_What this task involves_:
The lines from the start of the data through the line containing "Where can the car door" are to be reproduced exactly, both ends included.

Collected data entries:
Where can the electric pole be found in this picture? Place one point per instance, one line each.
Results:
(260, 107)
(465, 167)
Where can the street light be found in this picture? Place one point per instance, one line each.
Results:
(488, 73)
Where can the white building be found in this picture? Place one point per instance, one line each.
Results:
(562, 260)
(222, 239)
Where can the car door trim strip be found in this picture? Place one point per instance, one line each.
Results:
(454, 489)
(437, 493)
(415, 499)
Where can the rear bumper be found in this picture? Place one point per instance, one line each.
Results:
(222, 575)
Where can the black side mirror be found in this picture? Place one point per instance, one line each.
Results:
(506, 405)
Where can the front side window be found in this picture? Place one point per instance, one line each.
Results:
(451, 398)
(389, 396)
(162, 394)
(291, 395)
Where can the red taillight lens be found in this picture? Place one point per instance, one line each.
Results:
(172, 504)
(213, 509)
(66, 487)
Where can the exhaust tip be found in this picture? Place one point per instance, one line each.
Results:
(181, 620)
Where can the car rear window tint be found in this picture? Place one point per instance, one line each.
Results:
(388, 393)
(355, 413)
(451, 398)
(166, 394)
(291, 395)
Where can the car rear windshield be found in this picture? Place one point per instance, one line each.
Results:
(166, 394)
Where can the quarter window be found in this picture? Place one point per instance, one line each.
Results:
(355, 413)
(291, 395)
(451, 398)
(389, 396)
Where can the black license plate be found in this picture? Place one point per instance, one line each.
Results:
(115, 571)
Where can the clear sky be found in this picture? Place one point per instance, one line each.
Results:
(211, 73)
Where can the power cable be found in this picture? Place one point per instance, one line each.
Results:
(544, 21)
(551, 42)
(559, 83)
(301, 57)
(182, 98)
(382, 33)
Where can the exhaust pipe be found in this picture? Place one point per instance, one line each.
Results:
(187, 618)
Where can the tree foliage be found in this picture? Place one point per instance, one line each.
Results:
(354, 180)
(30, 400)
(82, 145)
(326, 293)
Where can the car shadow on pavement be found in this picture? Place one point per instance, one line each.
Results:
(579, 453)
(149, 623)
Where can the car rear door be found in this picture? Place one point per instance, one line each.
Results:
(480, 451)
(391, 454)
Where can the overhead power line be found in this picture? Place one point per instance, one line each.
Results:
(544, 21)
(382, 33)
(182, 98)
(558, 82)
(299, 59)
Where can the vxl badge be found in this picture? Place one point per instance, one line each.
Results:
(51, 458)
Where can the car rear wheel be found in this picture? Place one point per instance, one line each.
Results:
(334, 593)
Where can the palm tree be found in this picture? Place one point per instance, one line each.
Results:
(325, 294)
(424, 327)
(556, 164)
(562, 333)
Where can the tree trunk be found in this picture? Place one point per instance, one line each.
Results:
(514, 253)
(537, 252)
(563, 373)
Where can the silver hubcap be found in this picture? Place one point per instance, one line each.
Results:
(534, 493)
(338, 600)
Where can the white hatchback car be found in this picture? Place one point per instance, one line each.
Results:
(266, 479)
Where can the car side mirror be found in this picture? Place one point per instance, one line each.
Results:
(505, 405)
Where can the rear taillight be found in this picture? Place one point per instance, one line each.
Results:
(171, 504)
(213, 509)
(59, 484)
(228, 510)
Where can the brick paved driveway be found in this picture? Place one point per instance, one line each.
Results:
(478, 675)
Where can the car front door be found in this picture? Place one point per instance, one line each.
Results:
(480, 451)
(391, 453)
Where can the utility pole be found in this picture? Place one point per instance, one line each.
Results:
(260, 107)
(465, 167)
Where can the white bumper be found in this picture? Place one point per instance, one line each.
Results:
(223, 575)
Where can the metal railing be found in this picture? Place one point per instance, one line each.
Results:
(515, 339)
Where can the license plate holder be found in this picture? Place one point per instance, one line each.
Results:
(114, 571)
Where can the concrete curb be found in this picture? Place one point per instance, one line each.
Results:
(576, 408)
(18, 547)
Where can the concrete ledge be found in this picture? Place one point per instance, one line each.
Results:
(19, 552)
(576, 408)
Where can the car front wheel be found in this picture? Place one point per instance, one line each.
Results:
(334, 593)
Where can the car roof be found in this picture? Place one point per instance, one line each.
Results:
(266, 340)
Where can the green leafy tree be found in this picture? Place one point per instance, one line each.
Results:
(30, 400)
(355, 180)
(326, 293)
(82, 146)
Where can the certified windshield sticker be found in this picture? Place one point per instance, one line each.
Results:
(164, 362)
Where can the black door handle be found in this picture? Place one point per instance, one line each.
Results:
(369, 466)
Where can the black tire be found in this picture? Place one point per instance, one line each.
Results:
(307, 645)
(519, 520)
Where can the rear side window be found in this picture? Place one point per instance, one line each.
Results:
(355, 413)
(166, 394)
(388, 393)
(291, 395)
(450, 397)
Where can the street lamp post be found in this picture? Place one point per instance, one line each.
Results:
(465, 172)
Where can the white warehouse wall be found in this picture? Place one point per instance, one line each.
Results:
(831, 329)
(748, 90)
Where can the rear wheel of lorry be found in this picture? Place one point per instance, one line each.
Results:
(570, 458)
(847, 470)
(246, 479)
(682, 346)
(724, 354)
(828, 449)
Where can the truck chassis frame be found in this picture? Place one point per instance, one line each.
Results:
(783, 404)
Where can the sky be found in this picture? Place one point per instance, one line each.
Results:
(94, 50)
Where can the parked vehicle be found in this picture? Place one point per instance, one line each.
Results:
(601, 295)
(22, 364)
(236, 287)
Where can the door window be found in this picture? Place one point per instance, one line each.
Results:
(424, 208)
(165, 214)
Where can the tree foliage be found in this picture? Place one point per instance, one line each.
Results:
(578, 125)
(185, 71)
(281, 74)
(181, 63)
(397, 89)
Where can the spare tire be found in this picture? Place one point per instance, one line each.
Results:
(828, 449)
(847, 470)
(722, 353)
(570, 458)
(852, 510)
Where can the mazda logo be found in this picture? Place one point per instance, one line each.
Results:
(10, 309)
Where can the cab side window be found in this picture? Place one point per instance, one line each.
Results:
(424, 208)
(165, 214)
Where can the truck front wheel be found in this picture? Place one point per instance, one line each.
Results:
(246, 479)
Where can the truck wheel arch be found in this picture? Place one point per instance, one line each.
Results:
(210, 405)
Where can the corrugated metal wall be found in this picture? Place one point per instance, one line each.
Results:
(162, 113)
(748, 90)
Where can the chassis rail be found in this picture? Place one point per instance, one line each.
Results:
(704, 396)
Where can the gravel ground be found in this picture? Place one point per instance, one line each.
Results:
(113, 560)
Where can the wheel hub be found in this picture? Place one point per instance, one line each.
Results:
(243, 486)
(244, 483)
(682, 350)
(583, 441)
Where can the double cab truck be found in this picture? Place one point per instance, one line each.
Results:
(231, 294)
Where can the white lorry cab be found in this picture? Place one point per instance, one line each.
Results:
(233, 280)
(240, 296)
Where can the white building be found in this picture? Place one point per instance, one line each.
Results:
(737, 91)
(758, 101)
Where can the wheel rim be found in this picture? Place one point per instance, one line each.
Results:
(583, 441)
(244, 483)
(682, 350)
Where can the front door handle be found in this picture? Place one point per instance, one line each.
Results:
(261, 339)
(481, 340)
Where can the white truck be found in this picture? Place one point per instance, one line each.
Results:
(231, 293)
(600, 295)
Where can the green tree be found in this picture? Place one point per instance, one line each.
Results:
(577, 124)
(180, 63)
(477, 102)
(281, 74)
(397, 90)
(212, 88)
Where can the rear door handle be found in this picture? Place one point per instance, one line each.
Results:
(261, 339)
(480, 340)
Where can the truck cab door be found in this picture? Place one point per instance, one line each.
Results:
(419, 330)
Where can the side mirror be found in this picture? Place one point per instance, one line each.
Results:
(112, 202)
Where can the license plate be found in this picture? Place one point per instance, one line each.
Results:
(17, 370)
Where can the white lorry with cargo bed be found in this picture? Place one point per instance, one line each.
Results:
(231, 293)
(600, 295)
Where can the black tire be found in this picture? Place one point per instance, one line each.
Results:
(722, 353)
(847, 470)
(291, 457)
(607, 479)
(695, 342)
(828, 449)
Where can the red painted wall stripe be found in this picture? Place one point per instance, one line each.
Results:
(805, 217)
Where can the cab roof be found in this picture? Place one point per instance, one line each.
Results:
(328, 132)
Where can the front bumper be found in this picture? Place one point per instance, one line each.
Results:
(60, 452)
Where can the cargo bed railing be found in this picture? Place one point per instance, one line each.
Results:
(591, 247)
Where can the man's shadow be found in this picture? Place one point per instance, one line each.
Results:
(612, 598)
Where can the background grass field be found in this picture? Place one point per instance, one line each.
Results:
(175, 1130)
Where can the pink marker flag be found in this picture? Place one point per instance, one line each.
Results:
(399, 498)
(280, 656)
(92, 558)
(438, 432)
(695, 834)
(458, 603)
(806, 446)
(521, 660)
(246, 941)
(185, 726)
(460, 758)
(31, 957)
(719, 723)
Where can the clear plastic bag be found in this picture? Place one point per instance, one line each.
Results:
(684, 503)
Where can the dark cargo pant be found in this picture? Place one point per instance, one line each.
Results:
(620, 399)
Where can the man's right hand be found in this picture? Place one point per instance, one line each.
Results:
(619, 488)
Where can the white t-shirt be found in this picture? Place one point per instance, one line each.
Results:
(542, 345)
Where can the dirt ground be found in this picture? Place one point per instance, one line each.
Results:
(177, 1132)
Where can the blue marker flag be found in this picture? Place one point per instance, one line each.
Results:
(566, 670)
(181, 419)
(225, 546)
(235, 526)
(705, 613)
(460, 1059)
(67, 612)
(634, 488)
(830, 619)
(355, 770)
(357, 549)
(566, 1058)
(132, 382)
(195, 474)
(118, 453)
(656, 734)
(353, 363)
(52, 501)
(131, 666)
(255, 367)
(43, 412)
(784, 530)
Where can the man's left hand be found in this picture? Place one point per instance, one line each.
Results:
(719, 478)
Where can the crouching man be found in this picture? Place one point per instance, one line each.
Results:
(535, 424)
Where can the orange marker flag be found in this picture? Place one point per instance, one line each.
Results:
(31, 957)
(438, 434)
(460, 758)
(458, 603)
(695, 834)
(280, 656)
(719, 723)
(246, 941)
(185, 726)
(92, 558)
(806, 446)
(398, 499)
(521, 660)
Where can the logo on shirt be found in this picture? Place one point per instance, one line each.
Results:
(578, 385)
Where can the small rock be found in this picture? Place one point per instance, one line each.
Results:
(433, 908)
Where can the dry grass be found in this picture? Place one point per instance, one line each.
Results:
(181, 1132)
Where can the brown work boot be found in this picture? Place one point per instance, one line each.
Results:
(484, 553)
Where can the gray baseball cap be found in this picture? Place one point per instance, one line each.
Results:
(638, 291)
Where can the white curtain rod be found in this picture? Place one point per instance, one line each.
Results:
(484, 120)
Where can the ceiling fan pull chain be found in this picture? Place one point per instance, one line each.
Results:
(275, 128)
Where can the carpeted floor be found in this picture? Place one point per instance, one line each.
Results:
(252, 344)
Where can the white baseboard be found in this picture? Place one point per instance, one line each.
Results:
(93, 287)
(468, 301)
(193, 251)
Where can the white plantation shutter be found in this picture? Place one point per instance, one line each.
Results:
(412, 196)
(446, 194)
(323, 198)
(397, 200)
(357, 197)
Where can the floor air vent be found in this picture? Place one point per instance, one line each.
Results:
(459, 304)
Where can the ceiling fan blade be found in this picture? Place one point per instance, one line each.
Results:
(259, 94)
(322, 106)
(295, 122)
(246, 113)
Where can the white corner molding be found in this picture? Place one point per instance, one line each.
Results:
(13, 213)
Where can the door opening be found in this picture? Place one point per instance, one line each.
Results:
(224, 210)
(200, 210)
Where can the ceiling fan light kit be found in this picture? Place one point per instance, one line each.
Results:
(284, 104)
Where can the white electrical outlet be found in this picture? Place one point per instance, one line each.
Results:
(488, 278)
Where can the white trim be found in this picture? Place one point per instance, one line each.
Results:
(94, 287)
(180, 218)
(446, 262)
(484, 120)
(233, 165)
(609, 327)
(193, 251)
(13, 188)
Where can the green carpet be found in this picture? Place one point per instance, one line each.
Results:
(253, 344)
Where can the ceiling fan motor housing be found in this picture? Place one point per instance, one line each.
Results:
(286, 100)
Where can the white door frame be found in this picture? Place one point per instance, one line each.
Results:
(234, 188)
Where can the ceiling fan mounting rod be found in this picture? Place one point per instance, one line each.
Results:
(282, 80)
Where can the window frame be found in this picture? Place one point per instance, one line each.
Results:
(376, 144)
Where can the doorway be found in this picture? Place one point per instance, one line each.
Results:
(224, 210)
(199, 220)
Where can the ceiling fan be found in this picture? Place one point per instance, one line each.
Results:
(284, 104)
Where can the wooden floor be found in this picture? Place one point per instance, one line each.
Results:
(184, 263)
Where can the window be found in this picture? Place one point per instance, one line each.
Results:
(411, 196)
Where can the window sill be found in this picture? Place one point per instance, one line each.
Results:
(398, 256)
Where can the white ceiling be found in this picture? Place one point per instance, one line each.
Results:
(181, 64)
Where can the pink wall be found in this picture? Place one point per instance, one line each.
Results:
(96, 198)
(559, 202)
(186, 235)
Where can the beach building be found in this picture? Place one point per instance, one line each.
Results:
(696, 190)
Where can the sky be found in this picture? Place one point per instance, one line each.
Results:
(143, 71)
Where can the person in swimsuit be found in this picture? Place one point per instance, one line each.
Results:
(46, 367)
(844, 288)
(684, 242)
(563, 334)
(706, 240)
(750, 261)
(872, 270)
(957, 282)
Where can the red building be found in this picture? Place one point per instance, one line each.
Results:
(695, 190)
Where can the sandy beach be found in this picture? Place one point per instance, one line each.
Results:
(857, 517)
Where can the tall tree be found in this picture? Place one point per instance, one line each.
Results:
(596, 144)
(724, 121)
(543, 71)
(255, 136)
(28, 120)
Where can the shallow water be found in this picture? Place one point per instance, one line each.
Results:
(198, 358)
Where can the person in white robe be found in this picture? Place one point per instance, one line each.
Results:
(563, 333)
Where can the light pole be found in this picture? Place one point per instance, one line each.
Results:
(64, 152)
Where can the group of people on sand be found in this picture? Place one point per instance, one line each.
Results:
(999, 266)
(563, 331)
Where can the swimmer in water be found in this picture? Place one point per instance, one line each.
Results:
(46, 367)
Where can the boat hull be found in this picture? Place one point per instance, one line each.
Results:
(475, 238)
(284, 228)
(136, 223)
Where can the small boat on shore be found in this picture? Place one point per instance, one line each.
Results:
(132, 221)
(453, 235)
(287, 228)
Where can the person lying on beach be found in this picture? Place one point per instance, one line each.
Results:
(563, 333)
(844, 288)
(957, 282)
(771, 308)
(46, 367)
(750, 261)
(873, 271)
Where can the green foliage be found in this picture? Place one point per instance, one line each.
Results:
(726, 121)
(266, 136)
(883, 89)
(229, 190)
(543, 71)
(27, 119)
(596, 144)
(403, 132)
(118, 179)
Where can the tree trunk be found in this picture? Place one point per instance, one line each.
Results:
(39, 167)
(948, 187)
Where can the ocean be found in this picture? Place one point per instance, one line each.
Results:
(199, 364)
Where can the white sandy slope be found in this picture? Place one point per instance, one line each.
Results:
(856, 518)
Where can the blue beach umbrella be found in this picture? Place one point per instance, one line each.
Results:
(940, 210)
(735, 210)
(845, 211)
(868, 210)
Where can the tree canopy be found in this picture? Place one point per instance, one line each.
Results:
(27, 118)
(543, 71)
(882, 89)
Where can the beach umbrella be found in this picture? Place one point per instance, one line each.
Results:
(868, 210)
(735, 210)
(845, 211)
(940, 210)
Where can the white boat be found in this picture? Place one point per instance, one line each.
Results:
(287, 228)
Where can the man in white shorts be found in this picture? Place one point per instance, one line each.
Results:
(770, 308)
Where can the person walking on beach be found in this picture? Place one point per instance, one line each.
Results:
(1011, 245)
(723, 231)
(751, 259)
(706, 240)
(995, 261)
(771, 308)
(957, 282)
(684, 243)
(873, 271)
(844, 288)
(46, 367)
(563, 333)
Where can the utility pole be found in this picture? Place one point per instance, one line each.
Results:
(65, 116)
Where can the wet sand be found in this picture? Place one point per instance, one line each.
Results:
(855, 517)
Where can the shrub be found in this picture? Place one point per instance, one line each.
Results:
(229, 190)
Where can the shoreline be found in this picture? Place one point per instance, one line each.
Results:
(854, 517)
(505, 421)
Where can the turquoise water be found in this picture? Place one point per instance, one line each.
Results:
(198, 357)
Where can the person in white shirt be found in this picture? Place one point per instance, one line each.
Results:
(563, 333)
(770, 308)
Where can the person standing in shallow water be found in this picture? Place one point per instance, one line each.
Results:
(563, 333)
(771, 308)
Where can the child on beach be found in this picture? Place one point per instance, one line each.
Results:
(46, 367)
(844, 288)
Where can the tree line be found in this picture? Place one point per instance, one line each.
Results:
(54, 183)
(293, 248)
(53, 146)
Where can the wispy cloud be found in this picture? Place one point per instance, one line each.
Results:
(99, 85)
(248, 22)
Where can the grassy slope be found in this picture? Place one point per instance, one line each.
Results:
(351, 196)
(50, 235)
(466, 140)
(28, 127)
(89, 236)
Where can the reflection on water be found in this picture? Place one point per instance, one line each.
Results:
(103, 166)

_Response for this exercise_:
Where can the electric pole be found in this picture? Place one point per instance, one line each.
Results:
(260, 107)
(465, 167)
Where can the street light be found in this picture? Place one point per instance, one line each.
Results:
(488, 73)
Where can the white building be found in this picture? Place one point per instance, one line each.
Results:
(562, 260)
(222, 239)
Where can the car door trim strip be found in this picture? Place one point per instance, one line each.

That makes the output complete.